═══ AVAILABLE DATA ═══

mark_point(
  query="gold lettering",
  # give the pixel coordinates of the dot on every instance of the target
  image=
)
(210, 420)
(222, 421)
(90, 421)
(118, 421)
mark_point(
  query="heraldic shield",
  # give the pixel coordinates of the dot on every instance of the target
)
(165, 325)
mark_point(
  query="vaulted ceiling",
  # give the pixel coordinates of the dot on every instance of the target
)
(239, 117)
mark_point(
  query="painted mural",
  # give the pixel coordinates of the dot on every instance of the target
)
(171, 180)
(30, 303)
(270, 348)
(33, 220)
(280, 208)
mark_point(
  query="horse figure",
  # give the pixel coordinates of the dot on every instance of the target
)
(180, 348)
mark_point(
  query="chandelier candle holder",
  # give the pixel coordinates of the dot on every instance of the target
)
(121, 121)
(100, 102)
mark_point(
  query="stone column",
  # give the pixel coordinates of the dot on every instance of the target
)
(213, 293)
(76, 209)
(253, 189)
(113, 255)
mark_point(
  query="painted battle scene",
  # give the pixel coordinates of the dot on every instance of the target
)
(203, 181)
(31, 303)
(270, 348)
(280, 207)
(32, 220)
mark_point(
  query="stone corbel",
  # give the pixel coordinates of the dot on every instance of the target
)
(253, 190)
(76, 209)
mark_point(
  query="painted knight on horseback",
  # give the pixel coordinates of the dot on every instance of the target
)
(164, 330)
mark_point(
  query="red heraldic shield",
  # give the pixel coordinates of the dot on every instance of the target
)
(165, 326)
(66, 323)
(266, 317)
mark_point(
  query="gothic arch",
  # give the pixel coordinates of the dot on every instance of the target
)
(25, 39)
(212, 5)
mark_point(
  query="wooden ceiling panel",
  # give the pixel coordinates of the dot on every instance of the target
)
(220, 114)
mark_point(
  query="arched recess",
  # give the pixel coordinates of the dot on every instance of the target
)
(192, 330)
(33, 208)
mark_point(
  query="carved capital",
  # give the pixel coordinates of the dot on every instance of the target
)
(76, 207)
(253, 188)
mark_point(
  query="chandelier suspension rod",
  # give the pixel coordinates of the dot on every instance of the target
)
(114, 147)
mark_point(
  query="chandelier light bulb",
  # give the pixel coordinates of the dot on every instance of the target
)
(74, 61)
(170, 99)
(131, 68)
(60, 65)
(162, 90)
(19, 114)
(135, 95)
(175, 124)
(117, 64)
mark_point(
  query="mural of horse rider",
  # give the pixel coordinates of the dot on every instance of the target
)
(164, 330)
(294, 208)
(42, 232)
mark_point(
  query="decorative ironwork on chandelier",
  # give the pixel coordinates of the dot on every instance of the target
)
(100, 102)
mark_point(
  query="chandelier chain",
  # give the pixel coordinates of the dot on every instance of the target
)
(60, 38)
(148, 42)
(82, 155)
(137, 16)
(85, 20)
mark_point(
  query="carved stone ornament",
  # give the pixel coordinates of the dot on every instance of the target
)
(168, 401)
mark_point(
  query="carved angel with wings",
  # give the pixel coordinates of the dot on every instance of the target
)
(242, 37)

═══

PROBLEM. Reproduce the listing in full. Keep it exactly as written.

FINAL RESULT.
mark_point(
  query="gold lettering",
  # give the pixel coordinates of the dot on every instance of the target
  image=
)
(210, 420)
(222, 421)
(90, 421)
(118, 421)
mark_point(
  query="heraldic shield",
  # give the pixel coordinates of the dot on every instance of the target
)
(165, 325)
mark_point(
  query="vaulted ceiling",
  # give the pixel coordinates of the dot on every instance of the target
)
(239, 117)
mark_point(
  query="painted mural",
  # give the pixel coordinates of the dot on every instance of the target
)
(171, 180)
(30, 303)
(270, 348)
(33, 220)
(280, 208)
mark_point(
  query="horse figure",
  # give the pixel coordinates of the dot on every instance of the target
)
(180, 348)
mark_point(
  query="chandelier candle holder",
  # give the pixel coordinates of the dot on every instance of the target
)
(121, 121)
(100, 102)
mark_point(
  query="stone column",
  # give the pixel coordinates of the dot on every instance of the target
)
(213, 293)
(76, 209)
(253, 189)
(113, 255)
mark_point(
  query="painted battle scene",
  # give the pixel coordinates of the dot on every instance of the target
)
(203, 181)
(31, 303)
(270, 348)
(280, 207)
(32, 220)
mark_point(
  query="stone corbel",
  # give the pixel coordinates of the dot on every instance of the target
)
(253, 190)
(76, 209)
mark_point(
  query="painted knight on horseback",
  # give the pixel coordinates of the dot on every instance of the target
)
(164, 330)
mark_point(
  query="red heraldic shield",
  # give the pixel coordinates of the dot on every instance of the target
)
(165, 326)
(66, 323)
(266, 317)
mark_point(
  query="gothic arch",
  # give the pixel coordinates of the dot on every instance of the target
)
(25, 39)
(212, 5)
mark_point(
  query="wooden ceiling panel",
  # give the pixel coordinates of the dot on every instance of the target
)
(220, 114)
mark_point(
  query="arched recess",
  # give the pixel coordinates of the dot on every instance of the target
)
(192, 330)
(33, 208)
mark_point(
  query="carved capital",
  # give the pixel coordinates of the dot on every instance of the target
)
(76, 207)
(253, 188)
mark_point(
  query="chandelier suspension rod",
  # give the pixel coordinates of the dot on every instance of the target
)
(114, 147)
mark_point(
  query="chandelier light bulb",
  # give the pixel coordinates of the dot on every instance of the target
)
(74, 61)
(170, 99)
(131, 68)
(60, 65)
(162, 90)
(19, 114)
(135, 95)
(175, 124)
(117, 64)
mark_point(
  query="mural of horse rider",
  # give the pixel coordinates of the dot on every instance of the target
)
(164, 330)
(294, 208)
(42, 232)
mark_point(
  query="decorative ironwork on chandelier",
  # give the pixel coordinates of the dot on every instance of the target
)
(100, 102)
mark_point(
  query="chandelier chain",
  # give the pixel coordinates of the dot on every instance of the target
)
(60, 38)
(148, 42)
(82, 155)
(137, 16)
(85, 20)
mark_point(
  query="carved stone ornament",
  # give the pixel coordinates of the dot on every instance of the target
)
(168, 401)
mark_point(
  query="carved angel with wings",
  # give the pixel coordinates of the dot on every instance of the target
)
(242, 37)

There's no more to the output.